──────── Recorded data

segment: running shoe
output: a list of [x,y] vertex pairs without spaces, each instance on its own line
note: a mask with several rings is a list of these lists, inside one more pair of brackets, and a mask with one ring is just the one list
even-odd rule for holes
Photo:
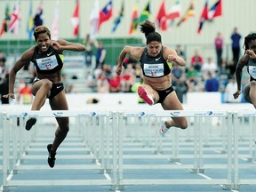
[[29,118],[27,122],[26,122],[26,130],[29,131],[32,126],[36,123],[36,118]]
[[51,168],[54,167],[54,164],[55,164],[55,156],[56,156],[56,153],[52,153],[51,151],[51,148],[52,148],[52,144],[48,144],[47,145],[47,150],[48,150],[48,153],[49,153],[49,156],[48,156],[48,164]]
[[159,129],[159,133],[162,137],[164,137],[166,132],[169,130],[169,128],[167,128],[165,126],[165,123],[163,124],[163,125],[160,127]]
[[143,86],[138,87],[139,96],[148,105],[154,105],[154,100],[151,95],[148,94],[146,89]]

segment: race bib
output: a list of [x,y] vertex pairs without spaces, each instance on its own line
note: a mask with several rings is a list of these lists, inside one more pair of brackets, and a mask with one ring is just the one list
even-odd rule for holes
[[164,76],[164,63],[144,64],[144,73],[148,76],[158,77]]
[[36,62],[40,70],[50,70],[58,66],[58,61],[55,55],[52,55],[51,57],[47,58],[37,59]]
[[252,76],[252,78],[256,78],[256,66],[249,66],[248,72],[249,75]]

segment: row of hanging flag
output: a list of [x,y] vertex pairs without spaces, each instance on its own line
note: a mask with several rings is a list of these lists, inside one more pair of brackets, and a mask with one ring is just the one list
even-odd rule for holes
[[[174,25],[177,27],[180,26],[183,22],[188,20],[189,18],[195,16],[195,0],[191,0],[188,9],[181,15],[181,5],[180,0],[176,0],[175,4],[171,7],[169,12],[165,10],[165,0],[162,0],[159,6],[158,12],[156,13],[155,22],[156,27],[162,30],[166,31],[172,28]],[[199,24],[197,28],[197,33],[200,34],[203,26],[206,21],[212,21],[218,16],[222,15],[222,0],[217,0],[216,3],[212,6],[208,7],[208,0],[203,7],[202,13],[199,19]],[[27,20],[27,31],[28,34],[28,39],[32,39],[33,30],[36,26],[44,24],[42,19],[43,15],[43,0],[41,0],[40,4],[36,10],[36,14],[33,16],[33,2],[29,2],[29,12],[28,19]],[[52,38],[58,39],[59,33],[59,0],[56,1],[56,6],[54,10],[54,17],[52,26]],[[134,34],[138,30],[139,24],[146,20],[149,20],[152,16],[150,10],[150,0],[148,0],[145,5],[145,8],[139,12],[138,1],[135,3],[131,18],[131,23],[129,28],[129,35]],[[5,14],[0,28],[0,36],[6,32],[12,32],[13,34],[19,33],[19,28],[20,27],[21,21],[21,9],[20,9],[20,0],[17,0],[13,10],[11,13],[9,4],[5,6]],[[94,1],[94,5],[92,7],[89,20],[91,25],[91,36],[95,38],[100,32],[101,25],[113,18],[113,28],[111,32],[116,31],[116,28],[122,22],[124,17],[124,0],[123,0],[121,8],[116,15],[113,14],[113,0],[109,0],[101,9],[100,9],[99,0]],[[176,22],[176,24],[175,24]],[[78,36],[79,27],[80,27],[80,4],[79,0],[76,0],[76,5],[71,15],[71,23],[74,27],[73,36]]]

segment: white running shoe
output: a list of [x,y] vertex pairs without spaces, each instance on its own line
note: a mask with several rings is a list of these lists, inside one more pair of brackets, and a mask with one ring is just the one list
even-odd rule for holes
[[143,86],[138,87],[139,96],[148,105],[154,105],[154,100],[151,95],[148,94],[146,89]]
[[159,129],[159,133],[162,137],[164,137],[166,132],[169,130],[169,128],[167,128],[165,126],[165,123],[163,124],[163,125],[160,127]]

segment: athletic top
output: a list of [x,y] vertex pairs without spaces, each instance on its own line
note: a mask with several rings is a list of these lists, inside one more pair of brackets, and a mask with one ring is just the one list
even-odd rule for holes
[[31,61],[35,64],[39,74],[52,74],[61,70],[63,67],[63,54],[59,54],[52,46],[47,52],[38,54],[39,47],[35,47]]
[[247,63],[247,71],[250,75],[250,82],[256,81],[256,61],[252,58],[249,59]]
[[140,57],[140,62],[142,73],[145,76],[158,78],[167,76],[171,73],[171,67],[163,57],[163,47],[156,57],[150,57],[147,53],[148,49],[145,48]]

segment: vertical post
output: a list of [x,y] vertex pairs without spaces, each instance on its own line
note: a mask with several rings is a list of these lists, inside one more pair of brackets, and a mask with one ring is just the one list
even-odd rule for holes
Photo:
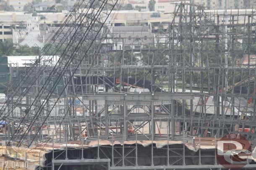
[[183,130],[183,165],[185,165],[185,130]]
[[[108,138],[109,134],[109,127],[108,127],[108,118],[107,115],[107,111],[108,110],[108,107],[107,106],[107,101],[105,100],[105,132],[106,135],[106,139]],[[99,135],[99,134],[98,134]]]
[[138,132],[136,132],[136,166],[138,166]]
[[82,153],[81,155],[81,159],[84,159],[84,137],[82,135]]
[[68,160],[68,132],[67,131],[67,127],[65,132],[66,133],[66,160]]
[[128,129],[127,126],[127,121],[126,120],[126,115],[127,114],[127,106],[126,106],[126,102],[123,102],[123,135],[124,140],[126,140],[128,133]]
[[28,169],[28,157],[27,157],[27,153],[26,152],[25,152],[25,167],[26,168],[26,170]]
[[54,160],[54,141],[52,139],[52,160]]
[[155,112],[155,107],[154,105],[154,101],[151,101],[151,140],[154,140],[156,127],[155,122],[154,119]]
[[153,140],[151,140],[151,166],[154,166],[154,152],[153,148]]
[[167,119],[167,124],[168,124],[168,129],[167,129],[167,166],[170,165],[169,162],[169,132],[168,129],[169,128],[170,123],[169,118]]
[[[16,158],[17,158],[17,152],[16,152]],[[41,151],[39,152],[39,170],[41,170]]]
[[201,135],[199,134],[199,165],[201,165]]
[[[97,131],[98,130],[97,130]],[[97,146],[97,159],[99,159],[99,132],[97,133],[98,137],[98,146]]]
[[114,164],[114,134],[112,134],[112,167],[114,167],[115,164]]
[[171,119],[171,130],[172,131],[172,140],[173,140],[174,139],[174,134],[175,134],[175,121],[174,120],[174,115],[175,114],[175,104],[174,102],[174,100],[172,100],[172,104],[171,108],[171,116],[172,117],[172,119]]
[[[214,144],[215,145],[215,150],[217,149],[217,136],[216,134],[215,134],[215,138],[214,138]],[[217,165],[217,155],[216,155],[216,152],[215,152],[215,165]]]
[[123,160],[123,166],[125,166],[125,136],[123,137],[123,152],[122,153],[122,159]]

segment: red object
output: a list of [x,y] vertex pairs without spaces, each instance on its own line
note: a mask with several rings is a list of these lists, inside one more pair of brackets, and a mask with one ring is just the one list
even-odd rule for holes
[[130,133],[134,133],[134,129],[128,129],[128,132]]
[[[242,130],[243,128],[239,128],[238,129],[238,132],[242,132]],[[244,128],[244,132],[249,133],[250,132],[250,128]],[[254,129],[251,129],[251,133],[254,133]]]
[[159,134],[160,134],[160,138],[161,138],[161,132],[160,131],[160,129],[159,129],[159,127],[158,127],[158,124],[157,124],[157,122],[156,121],[156,123],[157,124],[157,129],[158,129],[158,133],[159,133]]

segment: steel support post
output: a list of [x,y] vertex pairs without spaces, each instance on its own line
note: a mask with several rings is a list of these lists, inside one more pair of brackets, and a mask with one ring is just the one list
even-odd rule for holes
[[107,106],[107,100],[105,100],[105,132],[106,133],[106,139],[107,140],[108,138],[109,130],[108,117],[107,114],[108,110],[108,106]]
[[172,100],[171,107],[171,116],[172,119],[171,119],[171,131],[172,140],[173,140],[174,138],[174,134],[175,134],[175,121],[174,120],[174,117],[175,114],[175,103],[174,100]]
[[127,126],[127,120],[126,120],[126,115],[127,114],[128,108],[126,106],[126,102],[123,102],[123,135],[124,140],[126,140],[128,135],[128,127]]
[[154,101],[151,101],[151,140],[154,140],[156,133],[155,122],[154,119],[155,113],[155,107]]

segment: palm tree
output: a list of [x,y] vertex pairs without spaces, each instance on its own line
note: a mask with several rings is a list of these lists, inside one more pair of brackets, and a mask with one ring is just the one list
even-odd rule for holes
[[13,52],[13,44],[11,39],[5,40],[0,42],[0,54],[5,56],[10,56]]

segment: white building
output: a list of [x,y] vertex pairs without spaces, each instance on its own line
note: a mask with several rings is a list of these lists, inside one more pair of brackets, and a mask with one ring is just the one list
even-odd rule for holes
[[7,0],[7,5],[12,5],[15,10],[23,11],[24,6],[29,3],[32,3],[32,0]]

────────────────

▸ **Given problem**
How many lines in the data contain the string "running", matching case exactly? Reply with the number alone.

▸ **Answer for this exercise**
2